§ **Description of the task**
Extract every line below that contains the word "field".

§ **Data extract**
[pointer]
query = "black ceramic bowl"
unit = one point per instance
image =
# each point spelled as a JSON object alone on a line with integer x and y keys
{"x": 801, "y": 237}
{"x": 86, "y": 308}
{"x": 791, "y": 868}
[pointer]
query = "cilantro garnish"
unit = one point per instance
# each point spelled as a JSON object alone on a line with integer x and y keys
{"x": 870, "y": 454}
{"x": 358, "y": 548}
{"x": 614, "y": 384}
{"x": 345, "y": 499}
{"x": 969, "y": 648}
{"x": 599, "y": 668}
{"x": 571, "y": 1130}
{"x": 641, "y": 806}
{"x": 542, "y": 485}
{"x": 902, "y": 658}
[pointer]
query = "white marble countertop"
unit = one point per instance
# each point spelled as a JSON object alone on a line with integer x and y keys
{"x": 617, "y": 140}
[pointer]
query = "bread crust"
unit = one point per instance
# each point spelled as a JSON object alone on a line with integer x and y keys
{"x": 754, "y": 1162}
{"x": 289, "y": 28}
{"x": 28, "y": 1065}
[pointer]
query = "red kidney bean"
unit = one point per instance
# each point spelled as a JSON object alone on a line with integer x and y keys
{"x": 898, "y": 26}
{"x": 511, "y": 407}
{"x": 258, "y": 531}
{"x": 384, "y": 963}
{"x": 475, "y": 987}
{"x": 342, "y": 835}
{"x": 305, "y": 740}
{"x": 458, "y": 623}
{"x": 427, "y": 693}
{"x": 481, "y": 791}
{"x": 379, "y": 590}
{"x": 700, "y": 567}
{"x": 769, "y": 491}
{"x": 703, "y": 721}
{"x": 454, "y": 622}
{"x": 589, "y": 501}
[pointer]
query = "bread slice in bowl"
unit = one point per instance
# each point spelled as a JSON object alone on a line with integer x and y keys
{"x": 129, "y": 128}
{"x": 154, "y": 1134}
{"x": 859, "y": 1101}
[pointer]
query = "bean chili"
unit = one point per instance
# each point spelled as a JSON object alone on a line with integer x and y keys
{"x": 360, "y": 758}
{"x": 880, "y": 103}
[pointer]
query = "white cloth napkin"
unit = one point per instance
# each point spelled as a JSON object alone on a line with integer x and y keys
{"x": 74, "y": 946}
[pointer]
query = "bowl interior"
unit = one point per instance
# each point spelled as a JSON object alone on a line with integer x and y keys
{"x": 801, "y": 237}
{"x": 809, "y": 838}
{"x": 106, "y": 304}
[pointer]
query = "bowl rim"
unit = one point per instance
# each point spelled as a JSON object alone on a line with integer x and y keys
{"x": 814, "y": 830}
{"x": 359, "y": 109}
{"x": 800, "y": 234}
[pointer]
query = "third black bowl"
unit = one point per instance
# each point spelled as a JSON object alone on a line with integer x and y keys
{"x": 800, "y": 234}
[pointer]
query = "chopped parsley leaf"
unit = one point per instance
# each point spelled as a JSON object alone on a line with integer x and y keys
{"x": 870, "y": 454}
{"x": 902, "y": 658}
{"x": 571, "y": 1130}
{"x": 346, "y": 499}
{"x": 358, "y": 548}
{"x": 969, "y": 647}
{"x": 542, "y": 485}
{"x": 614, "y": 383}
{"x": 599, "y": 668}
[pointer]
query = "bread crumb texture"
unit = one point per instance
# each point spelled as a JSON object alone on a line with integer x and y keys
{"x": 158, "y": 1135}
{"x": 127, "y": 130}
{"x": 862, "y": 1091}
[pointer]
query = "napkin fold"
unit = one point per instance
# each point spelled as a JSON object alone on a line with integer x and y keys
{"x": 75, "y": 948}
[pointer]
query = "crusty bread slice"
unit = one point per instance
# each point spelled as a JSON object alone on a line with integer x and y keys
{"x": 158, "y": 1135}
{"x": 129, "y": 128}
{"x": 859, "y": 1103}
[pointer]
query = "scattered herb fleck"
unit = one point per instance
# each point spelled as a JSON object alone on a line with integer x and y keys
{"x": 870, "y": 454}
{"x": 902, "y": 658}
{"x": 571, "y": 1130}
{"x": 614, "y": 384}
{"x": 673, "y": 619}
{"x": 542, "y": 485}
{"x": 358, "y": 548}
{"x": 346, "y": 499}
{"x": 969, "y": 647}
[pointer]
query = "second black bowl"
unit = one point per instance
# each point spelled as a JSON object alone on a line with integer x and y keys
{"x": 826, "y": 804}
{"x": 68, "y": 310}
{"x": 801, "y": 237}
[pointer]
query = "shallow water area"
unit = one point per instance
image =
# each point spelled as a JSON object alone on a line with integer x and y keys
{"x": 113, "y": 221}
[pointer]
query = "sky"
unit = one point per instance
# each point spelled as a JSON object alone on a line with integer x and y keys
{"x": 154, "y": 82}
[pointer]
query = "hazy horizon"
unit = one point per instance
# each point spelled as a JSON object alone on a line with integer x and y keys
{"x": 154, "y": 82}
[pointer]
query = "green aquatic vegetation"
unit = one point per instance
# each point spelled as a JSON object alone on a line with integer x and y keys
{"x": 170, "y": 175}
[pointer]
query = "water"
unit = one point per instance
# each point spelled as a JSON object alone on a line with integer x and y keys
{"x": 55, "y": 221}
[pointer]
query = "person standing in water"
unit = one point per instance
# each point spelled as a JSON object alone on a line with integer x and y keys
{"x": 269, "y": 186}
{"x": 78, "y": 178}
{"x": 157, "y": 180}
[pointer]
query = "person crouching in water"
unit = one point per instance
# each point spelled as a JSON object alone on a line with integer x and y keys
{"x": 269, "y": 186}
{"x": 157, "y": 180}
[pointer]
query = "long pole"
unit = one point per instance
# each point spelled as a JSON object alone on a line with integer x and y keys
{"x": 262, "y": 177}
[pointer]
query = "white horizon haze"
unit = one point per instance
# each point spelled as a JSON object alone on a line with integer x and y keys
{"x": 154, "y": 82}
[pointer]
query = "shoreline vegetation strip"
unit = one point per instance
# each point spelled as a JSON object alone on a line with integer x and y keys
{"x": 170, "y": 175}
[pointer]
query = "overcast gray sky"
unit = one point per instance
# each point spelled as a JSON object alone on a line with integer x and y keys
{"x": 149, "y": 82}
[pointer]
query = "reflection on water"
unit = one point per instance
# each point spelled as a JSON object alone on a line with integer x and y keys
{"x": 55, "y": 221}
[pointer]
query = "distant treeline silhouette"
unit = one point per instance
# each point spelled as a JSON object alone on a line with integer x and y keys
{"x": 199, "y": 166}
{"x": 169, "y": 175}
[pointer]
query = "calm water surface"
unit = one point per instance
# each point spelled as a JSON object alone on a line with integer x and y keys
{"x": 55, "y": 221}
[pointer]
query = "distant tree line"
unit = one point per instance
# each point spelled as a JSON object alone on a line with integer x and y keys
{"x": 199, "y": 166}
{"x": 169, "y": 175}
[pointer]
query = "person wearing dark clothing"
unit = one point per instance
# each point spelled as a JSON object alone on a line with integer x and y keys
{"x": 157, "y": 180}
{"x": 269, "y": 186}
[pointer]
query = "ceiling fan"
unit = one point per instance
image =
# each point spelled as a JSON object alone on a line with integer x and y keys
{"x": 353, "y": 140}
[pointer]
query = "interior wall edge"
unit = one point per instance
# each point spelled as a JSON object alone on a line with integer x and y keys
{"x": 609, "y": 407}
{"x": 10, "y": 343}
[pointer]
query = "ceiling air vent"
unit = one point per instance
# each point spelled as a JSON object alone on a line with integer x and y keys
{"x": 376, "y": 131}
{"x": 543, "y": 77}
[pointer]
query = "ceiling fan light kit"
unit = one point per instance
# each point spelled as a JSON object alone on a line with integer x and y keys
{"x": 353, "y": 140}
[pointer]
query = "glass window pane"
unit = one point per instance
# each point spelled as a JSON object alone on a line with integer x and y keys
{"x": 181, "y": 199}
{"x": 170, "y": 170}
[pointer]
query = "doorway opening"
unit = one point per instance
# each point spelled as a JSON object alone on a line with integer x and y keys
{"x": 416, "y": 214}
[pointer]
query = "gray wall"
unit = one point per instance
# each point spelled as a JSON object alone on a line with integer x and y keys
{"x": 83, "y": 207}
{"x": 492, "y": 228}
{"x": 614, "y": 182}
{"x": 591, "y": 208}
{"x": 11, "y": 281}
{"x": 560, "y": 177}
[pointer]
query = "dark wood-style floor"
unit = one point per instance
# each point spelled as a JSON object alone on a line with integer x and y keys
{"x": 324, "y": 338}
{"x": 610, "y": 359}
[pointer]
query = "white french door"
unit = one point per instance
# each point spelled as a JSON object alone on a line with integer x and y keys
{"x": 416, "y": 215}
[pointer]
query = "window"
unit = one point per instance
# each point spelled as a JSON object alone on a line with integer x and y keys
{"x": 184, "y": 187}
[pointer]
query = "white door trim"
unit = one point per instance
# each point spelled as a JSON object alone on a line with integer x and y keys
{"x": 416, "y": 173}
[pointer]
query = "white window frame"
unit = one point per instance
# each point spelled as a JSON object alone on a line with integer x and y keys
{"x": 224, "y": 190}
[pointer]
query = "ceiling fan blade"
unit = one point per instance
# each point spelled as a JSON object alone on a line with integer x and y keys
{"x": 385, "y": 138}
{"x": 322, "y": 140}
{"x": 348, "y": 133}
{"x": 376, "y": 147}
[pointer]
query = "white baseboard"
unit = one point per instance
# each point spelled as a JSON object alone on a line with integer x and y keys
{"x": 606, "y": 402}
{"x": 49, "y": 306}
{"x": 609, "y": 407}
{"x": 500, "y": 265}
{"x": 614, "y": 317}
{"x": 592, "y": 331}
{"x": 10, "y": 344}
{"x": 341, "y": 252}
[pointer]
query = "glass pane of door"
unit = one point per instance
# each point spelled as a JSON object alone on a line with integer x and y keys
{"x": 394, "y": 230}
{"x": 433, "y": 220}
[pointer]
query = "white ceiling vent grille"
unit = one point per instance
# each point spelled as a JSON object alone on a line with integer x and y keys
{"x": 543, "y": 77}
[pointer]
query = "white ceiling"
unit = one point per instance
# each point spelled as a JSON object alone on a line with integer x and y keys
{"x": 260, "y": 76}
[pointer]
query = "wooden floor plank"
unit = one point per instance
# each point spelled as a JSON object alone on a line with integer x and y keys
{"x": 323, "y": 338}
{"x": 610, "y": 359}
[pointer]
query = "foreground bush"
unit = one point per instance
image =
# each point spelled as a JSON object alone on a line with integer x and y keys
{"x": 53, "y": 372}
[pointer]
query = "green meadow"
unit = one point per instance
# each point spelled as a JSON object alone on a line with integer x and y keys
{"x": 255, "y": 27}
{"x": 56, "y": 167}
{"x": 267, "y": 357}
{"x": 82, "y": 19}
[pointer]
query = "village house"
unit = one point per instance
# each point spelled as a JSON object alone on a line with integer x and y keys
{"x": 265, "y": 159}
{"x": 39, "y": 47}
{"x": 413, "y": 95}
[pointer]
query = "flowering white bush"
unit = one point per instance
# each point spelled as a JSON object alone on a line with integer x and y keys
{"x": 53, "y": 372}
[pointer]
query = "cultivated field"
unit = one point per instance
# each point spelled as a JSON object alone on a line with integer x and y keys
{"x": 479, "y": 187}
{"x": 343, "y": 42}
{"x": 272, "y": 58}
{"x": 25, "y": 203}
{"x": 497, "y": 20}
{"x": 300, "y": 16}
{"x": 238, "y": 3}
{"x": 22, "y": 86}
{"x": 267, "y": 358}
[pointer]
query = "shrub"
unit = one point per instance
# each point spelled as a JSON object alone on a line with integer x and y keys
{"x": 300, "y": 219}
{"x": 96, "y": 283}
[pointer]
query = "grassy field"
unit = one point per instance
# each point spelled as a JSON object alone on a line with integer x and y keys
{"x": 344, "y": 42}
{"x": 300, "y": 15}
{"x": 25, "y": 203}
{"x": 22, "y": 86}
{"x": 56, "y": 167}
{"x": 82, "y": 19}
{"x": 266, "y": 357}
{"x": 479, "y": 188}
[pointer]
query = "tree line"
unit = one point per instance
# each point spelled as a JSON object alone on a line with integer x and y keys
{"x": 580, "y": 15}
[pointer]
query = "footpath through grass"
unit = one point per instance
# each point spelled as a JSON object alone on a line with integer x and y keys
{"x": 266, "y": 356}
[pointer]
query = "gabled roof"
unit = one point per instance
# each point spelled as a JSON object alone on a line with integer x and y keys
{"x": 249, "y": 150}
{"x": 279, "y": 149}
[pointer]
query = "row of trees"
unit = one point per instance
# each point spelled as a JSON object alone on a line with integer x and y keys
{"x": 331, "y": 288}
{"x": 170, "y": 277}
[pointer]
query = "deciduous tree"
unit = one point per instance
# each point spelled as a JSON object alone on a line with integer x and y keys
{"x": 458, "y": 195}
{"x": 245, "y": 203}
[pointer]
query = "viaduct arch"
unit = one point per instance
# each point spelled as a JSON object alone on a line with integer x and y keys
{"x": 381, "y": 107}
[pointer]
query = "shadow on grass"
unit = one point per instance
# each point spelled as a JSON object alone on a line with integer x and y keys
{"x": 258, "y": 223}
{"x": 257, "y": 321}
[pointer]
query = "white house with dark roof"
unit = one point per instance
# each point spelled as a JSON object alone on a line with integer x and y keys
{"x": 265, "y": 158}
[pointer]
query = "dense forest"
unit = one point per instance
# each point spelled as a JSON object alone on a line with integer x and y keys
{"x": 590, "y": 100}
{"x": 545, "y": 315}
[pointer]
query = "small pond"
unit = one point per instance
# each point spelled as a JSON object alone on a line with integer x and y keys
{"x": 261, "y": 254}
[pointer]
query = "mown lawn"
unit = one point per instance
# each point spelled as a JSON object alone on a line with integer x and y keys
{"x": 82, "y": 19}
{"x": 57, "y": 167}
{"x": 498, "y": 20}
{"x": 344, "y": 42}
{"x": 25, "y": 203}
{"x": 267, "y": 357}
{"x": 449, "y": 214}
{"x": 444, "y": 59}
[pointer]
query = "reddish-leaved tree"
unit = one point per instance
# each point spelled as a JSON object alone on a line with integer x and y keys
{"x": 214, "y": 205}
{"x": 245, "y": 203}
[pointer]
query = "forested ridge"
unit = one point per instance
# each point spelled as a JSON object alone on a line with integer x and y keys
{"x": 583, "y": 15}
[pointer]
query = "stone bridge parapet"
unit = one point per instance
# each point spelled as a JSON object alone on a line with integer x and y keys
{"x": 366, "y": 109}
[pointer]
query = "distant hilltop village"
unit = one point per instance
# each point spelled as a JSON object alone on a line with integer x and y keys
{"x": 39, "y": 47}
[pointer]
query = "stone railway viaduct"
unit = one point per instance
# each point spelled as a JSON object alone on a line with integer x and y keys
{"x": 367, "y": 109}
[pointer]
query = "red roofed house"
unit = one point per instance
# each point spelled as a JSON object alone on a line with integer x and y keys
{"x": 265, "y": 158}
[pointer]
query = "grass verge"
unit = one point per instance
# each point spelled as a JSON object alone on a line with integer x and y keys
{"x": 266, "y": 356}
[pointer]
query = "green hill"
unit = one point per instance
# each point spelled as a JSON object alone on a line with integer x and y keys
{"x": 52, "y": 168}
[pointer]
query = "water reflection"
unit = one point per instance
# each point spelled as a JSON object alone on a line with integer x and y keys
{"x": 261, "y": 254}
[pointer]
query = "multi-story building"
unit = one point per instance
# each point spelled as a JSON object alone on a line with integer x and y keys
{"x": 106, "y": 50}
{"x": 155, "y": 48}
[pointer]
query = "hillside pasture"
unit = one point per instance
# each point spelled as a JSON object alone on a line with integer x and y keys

§ **Solved problem**
query = "cultivated field"
query = "grassy field"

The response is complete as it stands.